## [Your task]
Entries follow. Give back exactly the lines starting at the one containing "Target: bush" and ending at the one containing "[[151, 55], [91, 109], [298, 37], [275, 179]]", and no other lines.

## [Record set]

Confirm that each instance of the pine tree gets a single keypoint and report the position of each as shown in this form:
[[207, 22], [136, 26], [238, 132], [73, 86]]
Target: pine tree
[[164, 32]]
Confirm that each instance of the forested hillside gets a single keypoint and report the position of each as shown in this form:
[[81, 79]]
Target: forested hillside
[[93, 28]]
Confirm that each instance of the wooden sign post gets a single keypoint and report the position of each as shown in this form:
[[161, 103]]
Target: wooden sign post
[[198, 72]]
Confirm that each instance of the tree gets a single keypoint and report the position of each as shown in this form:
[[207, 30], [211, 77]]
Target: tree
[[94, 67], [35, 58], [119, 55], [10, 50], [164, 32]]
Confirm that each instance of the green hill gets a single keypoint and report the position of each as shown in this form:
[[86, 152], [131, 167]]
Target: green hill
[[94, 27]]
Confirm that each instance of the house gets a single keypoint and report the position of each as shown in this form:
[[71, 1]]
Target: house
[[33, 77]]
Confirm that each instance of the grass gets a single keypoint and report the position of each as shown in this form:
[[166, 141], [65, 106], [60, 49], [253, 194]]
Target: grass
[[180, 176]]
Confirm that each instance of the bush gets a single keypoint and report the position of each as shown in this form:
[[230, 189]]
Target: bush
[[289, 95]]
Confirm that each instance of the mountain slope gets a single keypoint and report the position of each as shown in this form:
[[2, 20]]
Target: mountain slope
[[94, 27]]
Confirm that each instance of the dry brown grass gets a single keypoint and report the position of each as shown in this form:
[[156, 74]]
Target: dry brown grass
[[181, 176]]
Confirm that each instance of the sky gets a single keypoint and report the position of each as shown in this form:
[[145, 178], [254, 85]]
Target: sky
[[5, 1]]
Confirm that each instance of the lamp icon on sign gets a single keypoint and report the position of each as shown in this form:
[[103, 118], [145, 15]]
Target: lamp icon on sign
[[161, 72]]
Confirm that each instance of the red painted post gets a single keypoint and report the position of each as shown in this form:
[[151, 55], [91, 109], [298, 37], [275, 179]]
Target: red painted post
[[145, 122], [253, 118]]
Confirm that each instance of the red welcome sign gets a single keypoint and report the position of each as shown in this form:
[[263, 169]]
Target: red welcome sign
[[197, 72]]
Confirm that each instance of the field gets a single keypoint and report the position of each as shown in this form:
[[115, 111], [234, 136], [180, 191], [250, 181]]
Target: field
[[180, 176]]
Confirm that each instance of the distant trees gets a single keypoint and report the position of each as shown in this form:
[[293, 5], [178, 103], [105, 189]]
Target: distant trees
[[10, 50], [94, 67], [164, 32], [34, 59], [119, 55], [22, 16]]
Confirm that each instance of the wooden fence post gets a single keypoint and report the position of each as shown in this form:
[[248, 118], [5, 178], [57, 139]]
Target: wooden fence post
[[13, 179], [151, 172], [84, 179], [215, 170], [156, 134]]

---

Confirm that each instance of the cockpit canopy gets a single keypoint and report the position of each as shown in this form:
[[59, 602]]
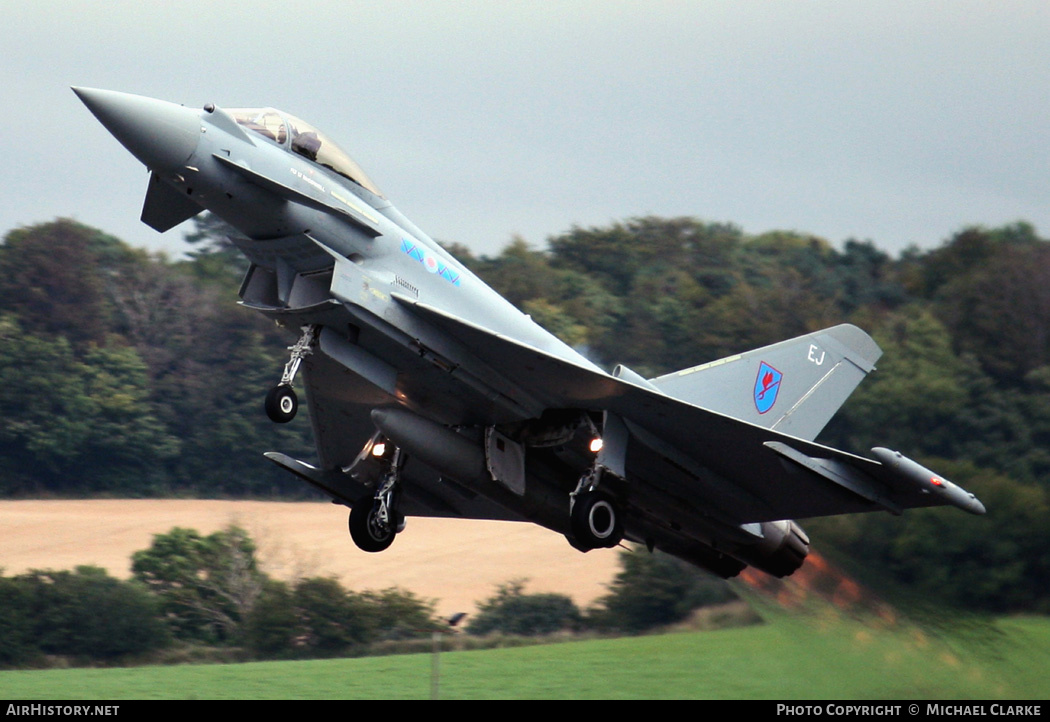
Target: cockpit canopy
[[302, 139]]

* * *

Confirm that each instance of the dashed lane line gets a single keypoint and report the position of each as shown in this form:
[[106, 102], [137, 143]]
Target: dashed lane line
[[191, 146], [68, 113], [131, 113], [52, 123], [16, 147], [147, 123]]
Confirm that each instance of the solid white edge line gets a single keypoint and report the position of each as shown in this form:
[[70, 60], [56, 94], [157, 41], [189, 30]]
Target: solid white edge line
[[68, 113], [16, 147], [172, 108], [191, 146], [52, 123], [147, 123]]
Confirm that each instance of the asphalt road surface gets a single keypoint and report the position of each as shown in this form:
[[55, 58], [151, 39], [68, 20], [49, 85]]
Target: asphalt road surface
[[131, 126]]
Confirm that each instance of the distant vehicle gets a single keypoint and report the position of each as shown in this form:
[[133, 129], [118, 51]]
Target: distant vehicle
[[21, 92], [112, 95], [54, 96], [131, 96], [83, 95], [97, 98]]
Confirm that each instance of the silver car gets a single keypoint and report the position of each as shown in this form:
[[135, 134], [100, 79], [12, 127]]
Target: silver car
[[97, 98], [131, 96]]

## [Task output]
Target: bush
[[289, 95]]
Confirm that each instance of the mountain slope gets a single keypoint and report the position of each as shown in this form:
[[2, 20]]
Target: mountain slope
[[94, 27]]
Confirm that each instance of the dry brown grass gets a single keypoint and report the position of each as shown in this form:
[[156, 74]]
Target: dry brown grass
[[181, 176]]
Confirm that each instance of the sky gets a single keypoint and report the position of each as shown in this form:
[[145, 178], [254, 85]]
Target: sky
[[5, 1]]
Confirm that each instance of the lamp icon on sign gets a single keypoint and report the position of each as shown in this form:
[[103, 118], [145, 15]]
Target: lamp icon on sign
[[161, 72]]
Confirm that each instance of the red painted post gets a single keypoint and report the position of each as shown in this form:
[[151, 55], [91, 109], [298, 37], [275, 179]]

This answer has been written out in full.